- [Assignment] The finished copy should hold every entry exactly as given, and no pictures.

-------- Exercise data

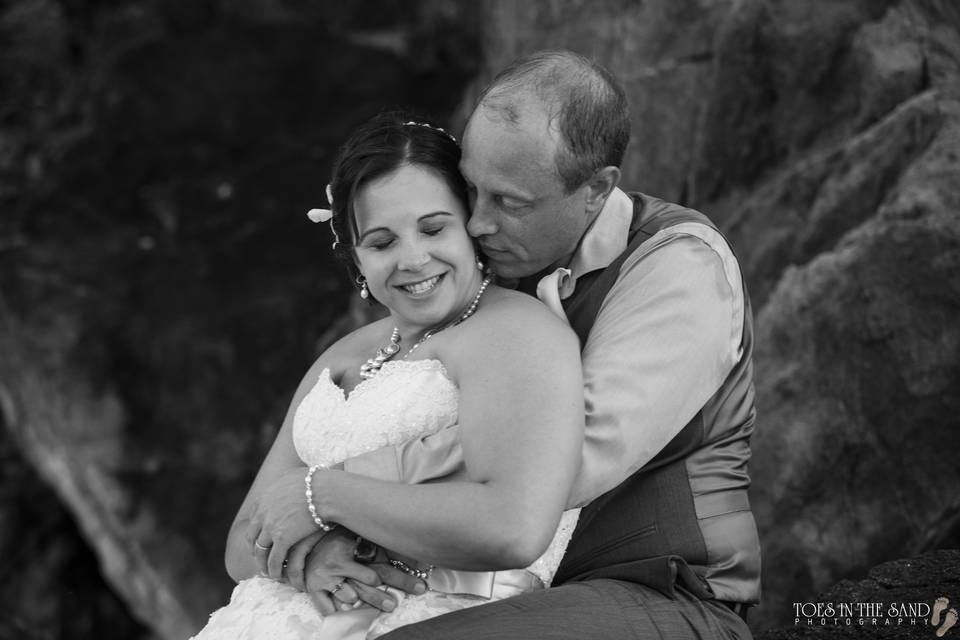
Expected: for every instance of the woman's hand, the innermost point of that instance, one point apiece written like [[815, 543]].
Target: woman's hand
[[280, 519]]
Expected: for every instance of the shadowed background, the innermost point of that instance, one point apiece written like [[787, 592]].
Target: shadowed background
[[161, 291]]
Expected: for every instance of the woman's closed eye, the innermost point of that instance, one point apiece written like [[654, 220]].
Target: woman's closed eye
[[432, 229], [378, 242]]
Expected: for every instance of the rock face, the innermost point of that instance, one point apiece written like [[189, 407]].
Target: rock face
[[824, 138], [161, 291]]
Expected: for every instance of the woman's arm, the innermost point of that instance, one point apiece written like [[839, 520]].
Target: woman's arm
[[281, 460], [521, 419]]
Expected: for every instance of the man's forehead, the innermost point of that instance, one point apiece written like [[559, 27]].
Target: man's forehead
[[491, 139]]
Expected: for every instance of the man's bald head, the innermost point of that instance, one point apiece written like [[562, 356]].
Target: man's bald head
[[584, 104]]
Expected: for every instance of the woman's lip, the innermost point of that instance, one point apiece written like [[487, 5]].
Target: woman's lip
[[416, 282]]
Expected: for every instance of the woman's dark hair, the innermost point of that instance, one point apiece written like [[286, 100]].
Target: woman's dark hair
[[378, 147]]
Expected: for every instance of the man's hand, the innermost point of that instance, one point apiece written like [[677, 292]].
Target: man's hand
[[331, 567]]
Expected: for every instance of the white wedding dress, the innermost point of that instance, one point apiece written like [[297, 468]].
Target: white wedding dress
[[405, 400]]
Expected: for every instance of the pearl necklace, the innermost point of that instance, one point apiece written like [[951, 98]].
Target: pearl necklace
[[370, 368]]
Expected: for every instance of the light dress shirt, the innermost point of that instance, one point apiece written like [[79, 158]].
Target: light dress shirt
[[666, 337]]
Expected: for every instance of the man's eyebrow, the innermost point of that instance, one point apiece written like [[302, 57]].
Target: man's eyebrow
[[426, 216], [511, 192]]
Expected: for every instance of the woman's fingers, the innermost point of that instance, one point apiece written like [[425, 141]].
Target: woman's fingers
[[297, 560], [376, 598], [344, 594], [323, 602], [275, 558], [261, 553]]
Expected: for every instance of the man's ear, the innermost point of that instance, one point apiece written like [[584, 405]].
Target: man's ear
[[600, 186]]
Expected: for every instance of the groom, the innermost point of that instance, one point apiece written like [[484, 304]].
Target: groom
[[666, 545]]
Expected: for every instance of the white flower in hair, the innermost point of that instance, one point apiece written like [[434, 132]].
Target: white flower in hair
[[319, 215], [323, 215]]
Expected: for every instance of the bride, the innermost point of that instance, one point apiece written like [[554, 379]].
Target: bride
[[456, 348]]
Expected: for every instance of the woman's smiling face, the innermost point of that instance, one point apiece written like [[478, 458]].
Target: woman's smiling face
[[413, 248]]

----------------

- [Result for this exercise]
Expected: for every instance of the woman's hand, the innermost point of that instance, one point apiece written like [[815, 543]].
Target: woman's hand
[[280, 519]]
Expected: for every instance of the shadowed background, the innermost point of that instance, one point apiece written like [[787, 592]].
Target: shadowed background
[[161, 291]]
Expected: for every instance of the woman's closed eye, the innermost point of that instance, one point apiece written like [[654, 220]].
Target: woman's closed eye
[[432, 229], [378, 242]]
Expected: for every instance of the rock face, the innermost point of that instance, one point apiece written like [[189, 407]].
Target: rock face
[[824, 138], [161, 291]]
Expected: for every instance of the woman's arm, the innermost point of that instance, one point apiece written like [[839, 520]].
Target: woman's arm
[[281, 460], [521, 419]]
Expected: for every instance of the man's forehead, the innermost point of that instance, one point apiece written like [[559, 27]].
Target: man's forehead
[[491, 139]]
Expected: for every instance of the man's bald head, the innermost point of that instance, one point apiece written like [[562, 356]].
Target: man's bald head
[[584, 104]]
Expected: for every instance of the woman's lip, the innermost point of that instance, one point apiece written like [[487, 5]].
Target: woman's lip
[[416, 282]]
Expected: for every instance of the woman's dark hair, the innermost point of that instance, one point apiece written like [[286, 100]].
Target: woman's dark hair
[[378, 147]]
Expected: for every instance of the man's hand, the innermost point of that instance, one point apiece written like [[677, 292]].
Target: man's hand
[[331, 567]]
Expected: for every instance of the white wedding dress, the innermost point of that instance, one point apiece written like [[297, 468]].
Target: white wedding dress
[[405, 400]]
Expected: for every instance of the pearl necklace, the innermost point of that instance, one point apiece written like [[951, 98]].
Target: pearl necklace
[[370, 368]]
Expected: for every instance of the light dress shirt, the innermost point of that instance, one point apiece written like [[79, 158]].
Target: light dress shirt
[[666, 337]]
Expected: for every instance of the man's eyebrow, the innermost point of that instance, one point apiece written like [[302, 57]].
Target: man's eyebrow
[[426, 216], [511, 192]]
Expected: for every instance of the woman's fingers, the innermost point of that instance, one point apiece written like [[425, 141]].
Target: woman's fingers
[[297, 560], [376, 598], [344, 594], [323, 602], [275, 558], [261, 553]]
Expected: for every instance of the man's ear, the innermost point of that instance, one point apiece written like [[584, 405]].
Target: man's ear
[[600, 186]]
Expected: for every instance of the groom, the innermost point of that instance, one point apiece written like [[484, 304]].
Target: groom
[[666, 545]]
Expected: for every instance of the white flower in hair, the innermost point of that instance, one point apiece written like [[434, 132]].
Target: white flower in hair
[[319, 215], [323, 215]]
Expected: for every instance of the bride, the innermost point of that instance, one point apiece written like [[554, 379]].
Target: bride
[[456, 348]]
Expected: for every instance of the woman's smiling face, the innermost point of that instance, one point apiece written like [[478, 458]].
Target: woman's smiling face
[[413, 248]]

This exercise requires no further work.